→ **Document extract**
>>>>>
+ mm-mempolicy-add-queue_pages_required.patch added to -mm tree

akpm@xxxxxxxxxxxxxxxxxxxx · Tue, 18 Jul 2017 15:27:01 -0700

The patch titled
     Subject: mm: mempolicy: add queue_pages_required()
has been added to the -mm tree.  Its filename is
     mm-mempolicy-add-queue_pages_required.patch

This patch should soon appear at
    http://ozlabs.org/~akpm/mmots/broken-out/mm-mempolicy-add-queue_pages_required.patch
and later at
    http://ozlabs.org/~akpm/mmotm/broken-out/mm-mempolicy-add-queue_pages_required.patch

Before you just go and hit "reply", please:
   a) Consider who else should be cc'ed
   b) Prefer to cc a suitable mailing list as well
   c) Ideally: find the original patch on the mailing list and do a
      reply-to-all to that, adding suitable additional cc's

*** Remember to use Documentation/SubmitChecklist when testing your code ***

The -mm tree is included into linux-next and is updated
there every 3-4 working days

------------------------------------------------------
From: Naoya Horiguchi <n-horiguchi@xxxxxxxxxxxxx>
Subject: mm: mempolicy: add queue_pages_required()

Patch series "mm: page migration enhancement for thp", v9.

Motivations
===========================================

1. THP migration becomes important in the upcoming heterogeneous
   memory systems.  As David Nellans from NVIDIA pointed out from other
   threads
   (http://www.mail-archive.com/linux-kernel@xxxxxxxxxxxxxxx/msg1349227.html),
   future GPUs or other accelerators will have their memory managed by
   operating systems.  Moving data into and out of these memory nodes
   efficiently is critical to applications that use GPUs or other
   accelerators.  Existing page migration only supports base pages, which
   has a very low memory bandwidth utilization.  My experiments (see
   below) show THP migration can migrate pages more efficiently.

2. Base page migration vs THP migration throughput.

Here are cross-socket page migration results from calling move_pages()
syscall:

In x86_64, a Intel two-socket E5-2640v3 box,
single 4KB base page migration takes 62.47 us, using 0.06 GB/s BW,
single 2MB THP migration takes 658.54 us, using 2.97 GB/s BW,
512 4KB base page migration takes 1987.38 us, using 0.98 GB/s BW.

In ppc64, a two-socket Power8 box,
single 64KB base page migration takes 49.3 us, using 1.24 GB/s BW,
single 16MB THP migration takes 2202.17 us, using 7.10 GB/s BW,
256 64KB base page migration takes 2543.65 us, using 6.14 GB/s BW.

THP migration can give us 3x and 1.15x throughput over base page migration
in x86_64 and ppc64 respectivley.
<<<<<
→ **Information supplied**
>>>>>
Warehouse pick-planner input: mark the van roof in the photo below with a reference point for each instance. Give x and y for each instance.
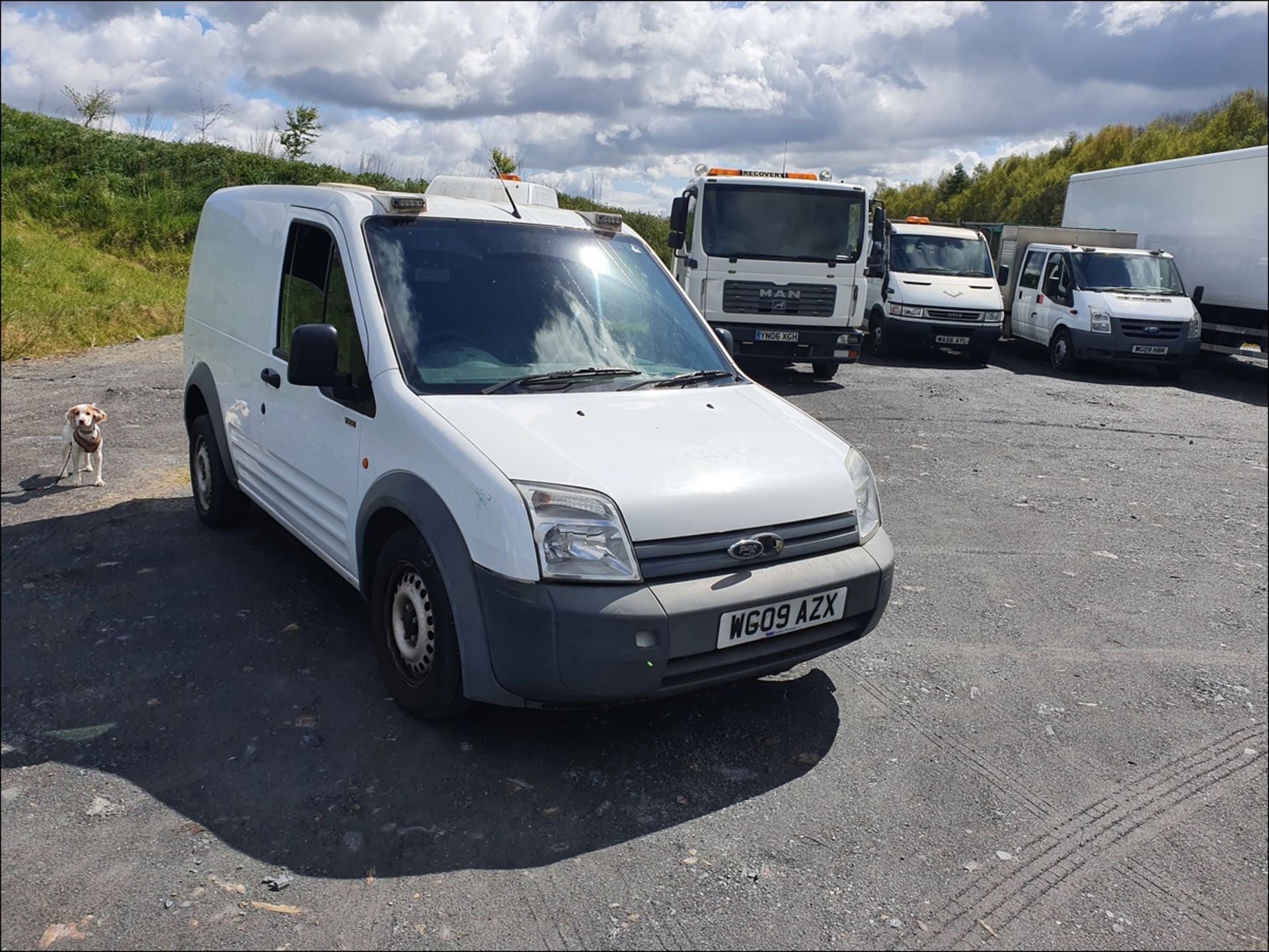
(943, 231)
(358, 202)
(494, 189)
(1095, 250)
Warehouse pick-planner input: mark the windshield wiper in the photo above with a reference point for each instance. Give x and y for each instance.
(561, 377)
(688, 379)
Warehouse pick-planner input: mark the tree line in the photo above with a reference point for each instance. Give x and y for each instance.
(1032, 189)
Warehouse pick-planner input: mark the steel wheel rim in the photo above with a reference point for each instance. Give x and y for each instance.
(412, 626)
(204, 474)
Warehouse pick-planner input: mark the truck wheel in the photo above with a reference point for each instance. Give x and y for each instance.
(1061, 351)
(217, 501)
(878, 342)
(824, 369)
(414, 632)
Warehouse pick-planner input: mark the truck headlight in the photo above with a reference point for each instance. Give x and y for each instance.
(867, 502)
(579, 534)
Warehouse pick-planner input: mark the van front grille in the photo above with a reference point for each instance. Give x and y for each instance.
(702, 554)
(1151, 330)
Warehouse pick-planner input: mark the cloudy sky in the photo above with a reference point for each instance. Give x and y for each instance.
(626, 98)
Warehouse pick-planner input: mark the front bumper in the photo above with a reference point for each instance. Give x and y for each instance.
(562, 644)
(812, 343)
(1117, 346)
(924, 334)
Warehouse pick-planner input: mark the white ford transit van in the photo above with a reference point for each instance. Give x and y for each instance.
(513, 433)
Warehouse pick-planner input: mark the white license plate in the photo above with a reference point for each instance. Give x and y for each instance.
(778, 618)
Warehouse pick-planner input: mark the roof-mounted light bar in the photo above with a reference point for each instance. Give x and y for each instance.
(409, 203)
(825, 175)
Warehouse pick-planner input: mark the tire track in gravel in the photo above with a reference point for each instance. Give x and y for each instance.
(1058, 856)
(1032, 803)
(1190, 905)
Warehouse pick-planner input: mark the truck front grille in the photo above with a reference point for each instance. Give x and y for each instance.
(702, 554)
(769, 298)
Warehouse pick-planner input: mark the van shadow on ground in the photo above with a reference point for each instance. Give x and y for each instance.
(141, 644)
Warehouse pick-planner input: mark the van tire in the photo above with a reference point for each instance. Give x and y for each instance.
(878, 342)
(412, 625)
(217, 501)
(824, 369)
(981, 355)
(1061, 351)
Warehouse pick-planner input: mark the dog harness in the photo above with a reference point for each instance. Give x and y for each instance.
(89, 444)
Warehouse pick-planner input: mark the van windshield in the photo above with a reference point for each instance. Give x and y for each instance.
(939, 254)
(1143, 274)
(476, 305)
(785, 223)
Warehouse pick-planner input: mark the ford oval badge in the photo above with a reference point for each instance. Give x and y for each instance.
(761, 544)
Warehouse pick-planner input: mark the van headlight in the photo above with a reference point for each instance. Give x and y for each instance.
(867, 502)
(579, 534)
<<<<<
→ **What is needed**
Reproduce the part of the patch announcement from "In x86_64, a" to "6.14 GB/s BW." verbatim.

→ **Finished task**
In x86_64, a Intel two-socket E5-2640v3 box,
single 4KB base page migration takes 62.47 us, using 0.06 GB/s BW,
single 2MB THP migration takes 658.54 us, using 2.97 GB/s BW,
512 4KB base page migration takes 1987.38 us, using 0.98 GB/s BW.

In ppc64, a two-socket Power8 box,
single 64KB base page migration takes 49.3 us, using 1.24 GB/s BW,
single 16MB THP migration takes 2202.17 us, using 7.10 GB/s BW,
256 64KB base page migration takes 2543.65 us, using 6.14 GB/s BW.